- **What you will do**
Find the line that contains "Practice. Locate the sign reading villen" and print it and every line after it, exactly, please.

- **Given entries**
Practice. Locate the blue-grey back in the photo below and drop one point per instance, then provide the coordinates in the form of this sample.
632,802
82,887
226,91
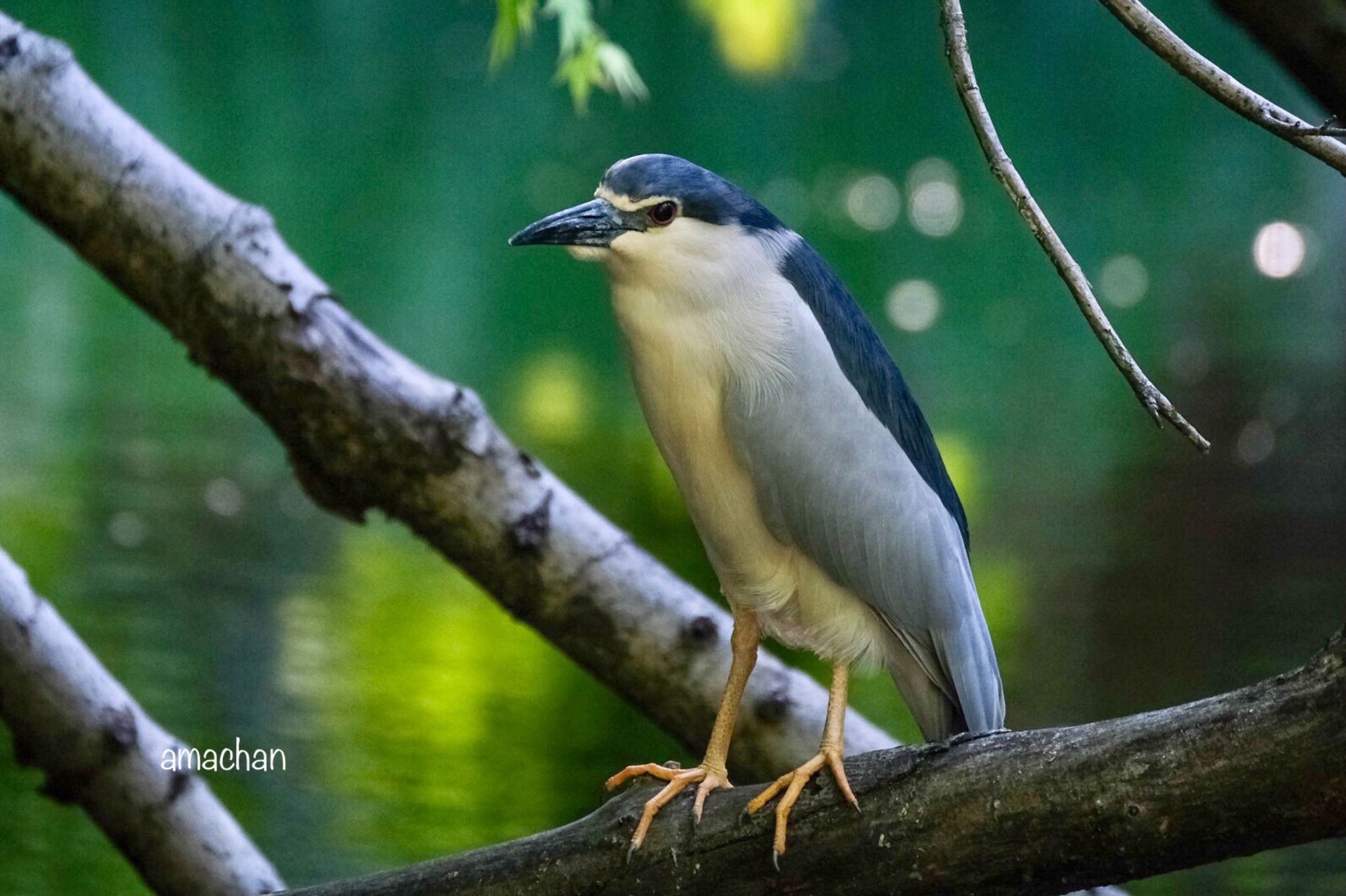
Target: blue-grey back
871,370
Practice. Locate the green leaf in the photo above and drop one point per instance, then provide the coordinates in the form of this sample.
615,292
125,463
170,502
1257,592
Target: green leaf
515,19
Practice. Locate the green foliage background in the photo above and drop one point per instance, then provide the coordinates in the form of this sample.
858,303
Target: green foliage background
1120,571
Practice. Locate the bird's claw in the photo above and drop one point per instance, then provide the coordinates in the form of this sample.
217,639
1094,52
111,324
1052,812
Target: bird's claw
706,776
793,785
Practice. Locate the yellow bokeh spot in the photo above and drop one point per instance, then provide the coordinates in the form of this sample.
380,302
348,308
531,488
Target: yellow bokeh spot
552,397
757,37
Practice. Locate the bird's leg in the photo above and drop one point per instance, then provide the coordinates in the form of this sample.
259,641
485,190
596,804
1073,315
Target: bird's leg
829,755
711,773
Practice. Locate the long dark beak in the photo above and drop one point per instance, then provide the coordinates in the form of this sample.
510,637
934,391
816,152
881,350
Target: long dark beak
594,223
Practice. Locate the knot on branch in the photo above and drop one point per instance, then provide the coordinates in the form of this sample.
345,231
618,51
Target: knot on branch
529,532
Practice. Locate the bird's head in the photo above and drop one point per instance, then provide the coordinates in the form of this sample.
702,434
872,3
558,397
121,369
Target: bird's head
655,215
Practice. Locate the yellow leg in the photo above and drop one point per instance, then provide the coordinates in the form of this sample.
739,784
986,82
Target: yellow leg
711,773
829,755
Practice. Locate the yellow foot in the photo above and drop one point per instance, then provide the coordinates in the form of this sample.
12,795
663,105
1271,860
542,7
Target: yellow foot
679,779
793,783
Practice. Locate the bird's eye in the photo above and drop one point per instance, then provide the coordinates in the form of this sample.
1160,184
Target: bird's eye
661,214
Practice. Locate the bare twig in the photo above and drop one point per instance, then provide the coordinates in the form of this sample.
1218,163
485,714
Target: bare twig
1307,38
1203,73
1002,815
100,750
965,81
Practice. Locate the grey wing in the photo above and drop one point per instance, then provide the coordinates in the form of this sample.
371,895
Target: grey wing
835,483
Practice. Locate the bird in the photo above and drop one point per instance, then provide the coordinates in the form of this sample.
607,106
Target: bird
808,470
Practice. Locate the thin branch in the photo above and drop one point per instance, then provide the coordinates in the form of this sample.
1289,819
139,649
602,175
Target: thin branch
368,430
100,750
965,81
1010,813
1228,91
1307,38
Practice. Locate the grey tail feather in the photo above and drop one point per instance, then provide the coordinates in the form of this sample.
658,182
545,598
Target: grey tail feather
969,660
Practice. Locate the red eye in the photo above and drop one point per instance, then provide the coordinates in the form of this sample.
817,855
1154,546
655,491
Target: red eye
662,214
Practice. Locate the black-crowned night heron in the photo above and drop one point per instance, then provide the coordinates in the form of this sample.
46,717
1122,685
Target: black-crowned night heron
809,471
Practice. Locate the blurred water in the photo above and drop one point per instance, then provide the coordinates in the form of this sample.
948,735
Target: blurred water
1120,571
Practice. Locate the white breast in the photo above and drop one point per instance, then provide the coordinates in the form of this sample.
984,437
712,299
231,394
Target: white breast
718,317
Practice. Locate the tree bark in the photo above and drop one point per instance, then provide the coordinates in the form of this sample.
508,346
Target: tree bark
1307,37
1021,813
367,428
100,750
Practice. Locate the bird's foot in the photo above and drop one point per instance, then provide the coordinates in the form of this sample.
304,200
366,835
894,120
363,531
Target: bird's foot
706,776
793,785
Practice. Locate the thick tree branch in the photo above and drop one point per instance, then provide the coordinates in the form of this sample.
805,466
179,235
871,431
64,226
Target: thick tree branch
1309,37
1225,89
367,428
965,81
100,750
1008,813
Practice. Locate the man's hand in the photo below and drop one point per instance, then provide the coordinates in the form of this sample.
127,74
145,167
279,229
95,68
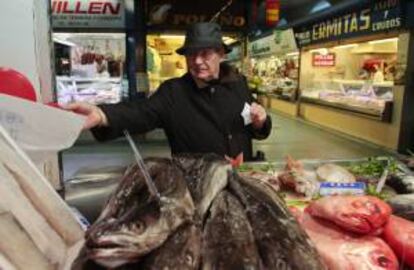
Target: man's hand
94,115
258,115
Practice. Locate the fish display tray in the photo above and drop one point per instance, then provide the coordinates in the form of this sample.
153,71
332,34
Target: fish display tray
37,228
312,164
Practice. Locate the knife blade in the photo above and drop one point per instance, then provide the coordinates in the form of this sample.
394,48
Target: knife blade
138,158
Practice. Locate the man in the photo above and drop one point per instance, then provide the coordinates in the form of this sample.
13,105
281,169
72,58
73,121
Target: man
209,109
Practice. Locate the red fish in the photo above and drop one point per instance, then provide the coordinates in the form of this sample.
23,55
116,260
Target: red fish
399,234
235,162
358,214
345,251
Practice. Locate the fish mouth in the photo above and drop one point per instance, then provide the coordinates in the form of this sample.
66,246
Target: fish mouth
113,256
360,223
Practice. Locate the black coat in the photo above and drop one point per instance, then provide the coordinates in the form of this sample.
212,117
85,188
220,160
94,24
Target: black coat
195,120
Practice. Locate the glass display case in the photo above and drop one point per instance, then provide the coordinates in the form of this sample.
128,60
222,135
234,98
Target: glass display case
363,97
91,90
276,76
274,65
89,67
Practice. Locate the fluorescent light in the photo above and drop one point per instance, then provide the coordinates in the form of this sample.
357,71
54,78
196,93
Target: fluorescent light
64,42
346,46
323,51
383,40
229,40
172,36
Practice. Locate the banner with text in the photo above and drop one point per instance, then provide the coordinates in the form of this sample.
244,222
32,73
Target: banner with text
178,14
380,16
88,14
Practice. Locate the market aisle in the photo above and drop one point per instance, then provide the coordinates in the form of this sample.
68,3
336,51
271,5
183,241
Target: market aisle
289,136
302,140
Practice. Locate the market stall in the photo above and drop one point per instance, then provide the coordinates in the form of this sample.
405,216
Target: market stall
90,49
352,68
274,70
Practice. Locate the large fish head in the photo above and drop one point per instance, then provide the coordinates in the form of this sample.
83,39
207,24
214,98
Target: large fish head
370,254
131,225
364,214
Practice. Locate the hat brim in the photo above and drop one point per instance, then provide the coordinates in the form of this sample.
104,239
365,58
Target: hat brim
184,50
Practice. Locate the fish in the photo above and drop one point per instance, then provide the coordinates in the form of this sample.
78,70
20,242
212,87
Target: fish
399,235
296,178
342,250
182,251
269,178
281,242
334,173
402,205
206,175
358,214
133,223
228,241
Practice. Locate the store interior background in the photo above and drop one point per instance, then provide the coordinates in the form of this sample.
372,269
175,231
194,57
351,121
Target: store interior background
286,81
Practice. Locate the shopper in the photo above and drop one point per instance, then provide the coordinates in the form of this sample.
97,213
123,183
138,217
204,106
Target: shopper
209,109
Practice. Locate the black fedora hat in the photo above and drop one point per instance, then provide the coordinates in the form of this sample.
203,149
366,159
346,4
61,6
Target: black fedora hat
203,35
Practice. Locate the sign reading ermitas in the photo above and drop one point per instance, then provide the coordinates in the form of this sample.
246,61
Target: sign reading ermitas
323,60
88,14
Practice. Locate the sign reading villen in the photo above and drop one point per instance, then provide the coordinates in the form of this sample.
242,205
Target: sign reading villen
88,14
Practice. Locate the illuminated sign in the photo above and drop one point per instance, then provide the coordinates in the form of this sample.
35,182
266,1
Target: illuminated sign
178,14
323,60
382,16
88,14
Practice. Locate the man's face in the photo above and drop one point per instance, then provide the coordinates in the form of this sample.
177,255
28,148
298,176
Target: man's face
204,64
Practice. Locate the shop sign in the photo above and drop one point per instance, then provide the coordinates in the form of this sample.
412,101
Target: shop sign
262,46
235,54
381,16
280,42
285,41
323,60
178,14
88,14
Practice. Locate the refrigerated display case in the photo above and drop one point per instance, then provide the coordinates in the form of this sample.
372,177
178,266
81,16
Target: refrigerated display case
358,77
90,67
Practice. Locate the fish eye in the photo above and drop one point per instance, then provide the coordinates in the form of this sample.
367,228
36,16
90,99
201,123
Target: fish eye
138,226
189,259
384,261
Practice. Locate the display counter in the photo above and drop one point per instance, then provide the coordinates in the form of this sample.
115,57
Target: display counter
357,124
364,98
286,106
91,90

- **The result**
Practice. Locate the sign reading villen in the photo above and drop one point per instance, then provide the coordinates in the form of this sample.
242,205
Target: sign reading villen
88,14
Practice. Locate the illuminated sign in the photo above and drop one point per instance, then provide the coordinates in the form of this sample.
35,182
266,1
Target: illuminated sign
178,14
323,60
382,16
88,14
Practice. Locate the man's face in the photo above and drop one point per instance, then provide the coordinates in the form of this sample.
177,255
28,148
298,176
Target: man's face
204,64
Practice. Locate the shop sign in the photo above and drop one point per instance, then provide the coordinates in the form of this sample.
412,101
Target: shop sign
262,46
235,54
381,16
280,42
285,41
323,60
178,14
88,14
Practice. Locate the refrigerated display case in the photo above and drop one point per instance, then provide the coordinates in the form of this sample.
372,177
178,266
81,16
Target: refrigerated display case
358,77
90,67
Practice. Locate the fish eye in the photo above and drop one point per instance, then provide the coordinates in the form of this sample.
367,228
36,16
90,99
201,123
Target: fish eye
138,226
189,259
384,261
Practice. Locate the display counter in the photo above and drop one point per instance, then provide the coordinates in the form of this sample.
115,57
Target: display counter
357,124
364,98
286,106
91,90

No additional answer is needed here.